→ **THE TASK**:
Retype the listing below line for line, keeping every character unchanged.

→ **GIVEN ENTRIES**:
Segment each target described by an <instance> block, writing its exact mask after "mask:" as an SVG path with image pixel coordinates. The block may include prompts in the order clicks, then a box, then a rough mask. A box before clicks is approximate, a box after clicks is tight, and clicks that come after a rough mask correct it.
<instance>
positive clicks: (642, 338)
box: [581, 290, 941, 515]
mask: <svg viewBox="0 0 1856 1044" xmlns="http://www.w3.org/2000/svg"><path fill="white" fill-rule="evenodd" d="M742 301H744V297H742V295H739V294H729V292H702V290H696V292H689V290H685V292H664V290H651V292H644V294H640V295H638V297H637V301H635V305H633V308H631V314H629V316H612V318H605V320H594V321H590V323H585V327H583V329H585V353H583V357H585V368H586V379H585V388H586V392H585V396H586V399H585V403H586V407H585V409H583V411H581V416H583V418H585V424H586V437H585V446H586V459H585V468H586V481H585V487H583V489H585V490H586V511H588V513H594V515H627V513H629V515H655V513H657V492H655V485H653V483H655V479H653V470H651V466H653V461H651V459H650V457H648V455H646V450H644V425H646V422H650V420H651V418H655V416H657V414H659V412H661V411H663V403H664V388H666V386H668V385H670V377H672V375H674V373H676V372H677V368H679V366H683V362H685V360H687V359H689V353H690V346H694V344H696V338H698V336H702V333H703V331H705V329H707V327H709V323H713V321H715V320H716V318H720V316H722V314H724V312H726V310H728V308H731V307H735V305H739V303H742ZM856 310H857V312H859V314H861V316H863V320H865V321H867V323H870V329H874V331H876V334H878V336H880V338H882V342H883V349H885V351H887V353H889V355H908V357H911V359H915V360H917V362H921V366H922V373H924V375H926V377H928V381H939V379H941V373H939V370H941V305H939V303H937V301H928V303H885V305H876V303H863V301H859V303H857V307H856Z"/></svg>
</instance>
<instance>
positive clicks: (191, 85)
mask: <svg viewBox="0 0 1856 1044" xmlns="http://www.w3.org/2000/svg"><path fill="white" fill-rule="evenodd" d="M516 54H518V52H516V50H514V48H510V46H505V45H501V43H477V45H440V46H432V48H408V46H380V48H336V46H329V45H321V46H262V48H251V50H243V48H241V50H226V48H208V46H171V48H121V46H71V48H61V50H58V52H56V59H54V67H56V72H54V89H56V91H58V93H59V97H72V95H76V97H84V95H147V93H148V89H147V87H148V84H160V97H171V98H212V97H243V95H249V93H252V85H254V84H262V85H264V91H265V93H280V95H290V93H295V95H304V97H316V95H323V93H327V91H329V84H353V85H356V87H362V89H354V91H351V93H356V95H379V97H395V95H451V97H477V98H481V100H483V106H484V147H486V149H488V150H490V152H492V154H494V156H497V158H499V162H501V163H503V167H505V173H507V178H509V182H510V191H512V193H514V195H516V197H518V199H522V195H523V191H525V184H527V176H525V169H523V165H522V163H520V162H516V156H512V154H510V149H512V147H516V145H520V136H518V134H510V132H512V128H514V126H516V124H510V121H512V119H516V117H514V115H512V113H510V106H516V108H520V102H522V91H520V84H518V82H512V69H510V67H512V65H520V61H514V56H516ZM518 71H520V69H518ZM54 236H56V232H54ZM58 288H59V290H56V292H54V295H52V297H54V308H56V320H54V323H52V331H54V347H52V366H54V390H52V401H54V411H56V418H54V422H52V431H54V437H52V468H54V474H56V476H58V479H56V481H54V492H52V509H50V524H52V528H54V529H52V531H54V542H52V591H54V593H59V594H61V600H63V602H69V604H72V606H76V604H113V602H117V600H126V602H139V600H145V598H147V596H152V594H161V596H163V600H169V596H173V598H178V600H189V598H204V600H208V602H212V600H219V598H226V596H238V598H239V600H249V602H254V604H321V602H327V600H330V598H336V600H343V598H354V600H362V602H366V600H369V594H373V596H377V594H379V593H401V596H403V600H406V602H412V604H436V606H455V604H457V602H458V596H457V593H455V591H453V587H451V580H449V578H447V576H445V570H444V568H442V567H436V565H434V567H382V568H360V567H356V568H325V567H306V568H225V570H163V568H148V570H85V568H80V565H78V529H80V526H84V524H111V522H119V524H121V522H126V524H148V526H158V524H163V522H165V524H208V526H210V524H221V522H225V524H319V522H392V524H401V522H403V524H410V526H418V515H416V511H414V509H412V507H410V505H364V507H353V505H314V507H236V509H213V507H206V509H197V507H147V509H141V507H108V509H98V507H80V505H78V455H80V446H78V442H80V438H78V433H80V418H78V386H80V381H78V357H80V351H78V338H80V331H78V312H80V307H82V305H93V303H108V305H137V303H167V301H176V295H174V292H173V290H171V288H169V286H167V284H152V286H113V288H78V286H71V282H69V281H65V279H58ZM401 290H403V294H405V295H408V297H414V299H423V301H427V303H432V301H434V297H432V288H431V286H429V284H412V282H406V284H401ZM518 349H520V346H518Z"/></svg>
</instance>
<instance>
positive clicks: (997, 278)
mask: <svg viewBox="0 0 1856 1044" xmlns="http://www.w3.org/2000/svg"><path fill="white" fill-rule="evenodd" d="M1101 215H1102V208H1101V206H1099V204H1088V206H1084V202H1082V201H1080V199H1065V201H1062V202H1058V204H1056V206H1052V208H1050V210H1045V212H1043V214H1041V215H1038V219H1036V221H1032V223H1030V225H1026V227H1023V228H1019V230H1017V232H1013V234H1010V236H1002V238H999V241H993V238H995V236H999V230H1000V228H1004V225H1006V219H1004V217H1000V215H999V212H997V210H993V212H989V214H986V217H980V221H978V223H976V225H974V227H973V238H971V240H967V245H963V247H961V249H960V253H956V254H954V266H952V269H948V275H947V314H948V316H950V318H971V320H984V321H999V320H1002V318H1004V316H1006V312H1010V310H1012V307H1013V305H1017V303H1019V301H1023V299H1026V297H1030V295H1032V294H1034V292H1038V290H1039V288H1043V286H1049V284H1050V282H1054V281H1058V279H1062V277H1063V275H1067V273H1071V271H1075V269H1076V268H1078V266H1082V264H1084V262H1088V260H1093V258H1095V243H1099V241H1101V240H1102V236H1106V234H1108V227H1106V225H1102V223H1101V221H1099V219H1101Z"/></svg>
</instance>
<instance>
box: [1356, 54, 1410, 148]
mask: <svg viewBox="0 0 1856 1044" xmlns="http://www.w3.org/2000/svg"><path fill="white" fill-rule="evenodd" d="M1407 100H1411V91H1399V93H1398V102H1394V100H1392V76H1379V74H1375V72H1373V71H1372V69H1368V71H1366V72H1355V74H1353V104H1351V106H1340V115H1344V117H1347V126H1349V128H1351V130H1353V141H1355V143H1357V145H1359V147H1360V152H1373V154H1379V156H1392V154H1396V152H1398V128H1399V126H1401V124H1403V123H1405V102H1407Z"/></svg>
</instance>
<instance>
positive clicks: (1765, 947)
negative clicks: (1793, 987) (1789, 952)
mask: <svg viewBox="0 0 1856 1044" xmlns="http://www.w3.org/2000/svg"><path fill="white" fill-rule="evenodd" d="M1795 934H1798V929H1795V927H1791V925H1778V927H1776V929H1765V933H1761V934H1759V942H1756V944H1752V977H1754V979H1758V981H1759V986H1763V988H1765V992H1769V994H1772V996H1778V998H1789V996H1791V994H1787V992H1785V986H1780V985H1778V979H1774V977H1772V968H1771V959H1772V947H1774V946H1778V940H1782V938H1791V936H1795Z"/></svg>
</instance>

→ **WRITTEN RESPONSE**:
Segment each target described by an <instance> block, writing its exact mask after "mask:" as an SVG path with image pixel coordinates. The block may include prompts in the order clicks, then a box, then a rough mask. A box before clicks is approximate, a box after clicks is tight, and clicks that come after a rough mask correct it.
<instance>
positive clicks: (642, 338)
box: [581, 290, 941, 515]
mask: <svg viewBox="0 0 1856 1044" xmlns="http://www.w3.org/2000/svg"><path fill="white" fill-rule="evenodd" d="M742 301H744V297H742V295H739V294H729V292H702V290H696V292H689V290H685V292H664V290H651V292H644V294H640V295H638V297H637V301H635V305H633V308H631V314H629V316H612V318H605V320H594V321H590V323H585V327H583V329H585V353H583V357H585V368H586V379H585V388H586V392H585V396H586V399H585V403H586V407H585V409H583V411H581V416H583V418H585V424H586V437H585V446H586V459H585V468H586V481H585V487H583V489H585V490H586V511H588V513H594V515H627V513H629V515H655V513H657V492H655V485H653V483H655V479H653V470H651V466H653V461H651V459H650V457H648V455H646V450H644V425H646V422H650V420H651V418H655V416H657V414H659V412H661V411H663V403H664V388H666V386H668V385H670V377H672V375H674V373H676V372H677V368H679V366H683V362H685V360H687V359H689V353H690V346H694V344H696V338H698V336H702V333H703V331H705V329H707V327H709V323H713V321H715V320H716V318H720V316H722V314H724V312H726V310H728V308H731V307H735V305H739V303H742ZM856 310H857V312H859V314H861V316H863V320H865V321H867V323H870V329H874V331H876V334H878V336H880V338H882V342H883V349H885V351H887V353H889V355H908V357H911V359H915V360H917V362H921V366H922V373H924V375H926V377H928V381H939V379H941V373H939V370H941V305H939V303H937V301H928V303H885V305H876V303H863V301H859V303H857V307H856Z"/></svg>
</instance>
<instance>
positive clicks: (191, 85)
mask: <svg viewBox="0 0 1856 1044" xmlns="http://www.w3.org/2000/svg"><path fill="white" fill-rule="evenodd" d="M516 54H518V52H516V50H514V48H510V46H505V45H501V43H477V45H440V46H432V48H408V46H380V48H336V46H329V45H321V46H262V48H251V50H243V48H241V50H226V48H208V46H171V48H121V46H71V48H61V50H58V52H56V59H54V67H56V72H54V89H56V91H58V93H59V97H72V95H76V97H84V95H147V93H148V89H147V87H148V84H160V97H171V98H212V97H243V95H249V93H252V85H254V84H262V85H264V91H265V93H280V95H290V93H295V95H304V97H316V95H323V93H327V91H329V84H353V85H356V87H362V89H354V91H351V93H356V95H379V97H395V95H451V97H477V98H481V100H483V106H484V147H486V149H488V150H490V152H492V154H494V156H497V158H499V162H501V163H503V167H505V173H507V178H509V182H510V191H512V193H514V195H516V197H518V199H522V195H523V191H525V184H527V176H525V169H523V165H522V163H520V162H516V156H512V154H510V149H512V147H516V145H520V136H518V134H510V132H512V128H514V126H516V124H510V121H512V119H516V117H514V115H512V113H510V106H516V108H520V102H522V91H520V84H518V82H512V69H510V67H512V65H520V61H514V56H516ZM518 71H520V69H518ZM54 236H56V232H54ZM58 288H59V290H56V292H54V295H52V297H54V308H56V320H54V323H52V331H54V347H52V366H54V390H52V401H54V411H56V418H54V422H52V431H54V437H52V468H54V474H56V476H58V479H56V481H54V492H52V509H50V524H52V528H54V529H52V531H54V542H52V591H54V593H59V594H61V600H63V602H69V604H72V606H76V604H113V602H117V600H126V602H139V600H145V598H147V596H152V594H161V596H163V600H169V596H173V598H178V600H189V598H204V600H208V602H212V600H219V598H226V596H238V598H239V600H249V602H254V604H321V602H327V600H330V598H336V600H343V598H354V600H362V602H366V600H369V594H373V596H377V594H379V593H401V596H403V600H406V602H412V604H436V606H455V604H457V602H458V596H457V593H455V591H453V587H451V580H449V578H447V576H445V570H444V568H442V567H436V565H434V567H382V568H360V567H356V568H325V567H306V568H225V570H163V568H148V570H85V568H80V565H78V529H80V526H84V524H111V522H119V524H121V522H126V524H148V526H158V524H163V522H165V524H208V526H210V524H221V522H225V524H319V522H392V524H401V522H403V524H410V526H418V515H416V511H414V509H412V507H410V505H364V507H353V505H314V507H236V509H213V507H206V509H197V507H147V509H141V507H108V509H98V507H80V505H78V455H80V446H78V442H80V438H78V433H80V418H78V386H80V381H78V357H80V351H78V338H80V331H78V312H80V307H82V305H93V303H108V305H137V303H167V301H176V295H174V292H173V290H171V288H169V286H167V284H152V286H113V288H78V286H71V282H69V281H65V279H58ZM401 290H403V294H405V295H408V297H414V299H423V301H427V303H432V301H434V297H432V288H431V286H429V284H412V282H406V284H401ZM518 349H520V346H518Z"/></svg>
</instance>
<instance>
positive clicks: (997, 278)
mask: <svg viewBox="0 0 1856 1044" xmlns="http://www.w3.org/2000/svg"><path fill="white" fill-rule="evenodd" d="M1101 215H1102V208H1101V206H1099V204H1088V206H1084V202H1082V201H1080V199H1065V201H1062V202H1058V204H1056V206H1052V208H1050V210H1045V212H1043V214H1041V215H1038V219H1036V221H1032V223H1030V225H1026V227H1023V228H1019V230H1017V232H1013V234H1010V236H1002V238H999V241H993V238H995V236H999V230H1000V228H1004V225H1006V219H1004V217H1000V215H999V212H997V210H993V212H989V214H986V217H980V221H978V223H976V225H974V227H973V238H971V240H967V245H963V247H961V249H960V253H956V254H954V266H952V269H948V275H947V314H948V316H950V318H971V320H984V321H999V320H1002V318H1004V316H1006V312H1010V310H1012V307H1013V305H1017V303H1019V301H1023V299H1026V297H1030V295H1032V294H1034V292H1038V290H1039V288H1043V286H1049V284H1050V282H1054V281H1058V279H1062V277H1063V275H1067V273H1071V271H1075V269H1076V268H1078V266H1082V264H1084V262H1088V260H1093V258H1095V243H1099V241H1101V240H1102V236H1106V234H1108V227H1106V225H1102V223H1101V221H1099V219H1101Z"/></svg>
</instance>
<instance>
box: [1356, 54, 1410, 148]
mask: <svg viewBox="0 0 1856 1044" xmlns="http://www.w3.org/2000/svg"><path fill="white" fill-rule="evenodd" d="M1407 100H1411V91H1399V93H1398V102H1394V100H1392V76H1379V74H1375V72H1373V71H1372V69H1368V71H1366V72H1355V74H1353V104H1351V106H1340V115H1344V117H1347V126H1349V128H1351V130H1353V141H1355V143H1357V145H1359V147H1360V152H1373V154H1379V156H1392V154H1396V152H1398V128H1399V126H1401V124H1403V123H1405V102H1407Z"/></svg>
</instance>
<instance>
positive clicks: (1765, 947)
negative clicks: (1793, 987) (1789, 952)
mask: <svg viewBox="0 0 1856 1044" xmlns="http://www.w3.org/2000/svg"><path fill="white" fill-rule="evenodd" d="M1795 934H1798V929H1795V927H1791V925H1778V927H1776V929H1765V933H1761V934H1759V942H1756V944H1752V977H1754V979H1758V981H1759V986H1763V988H1765V992H1769V994H1772V996H1778V998H1789V996H1791V994H1787V992H1785V986H1780V985H1778V979H1774V977H1772V968H1771V959H1772V947H1774V946H1778V940H1782V938H1791V936H1795Z"/></svg>
</instance>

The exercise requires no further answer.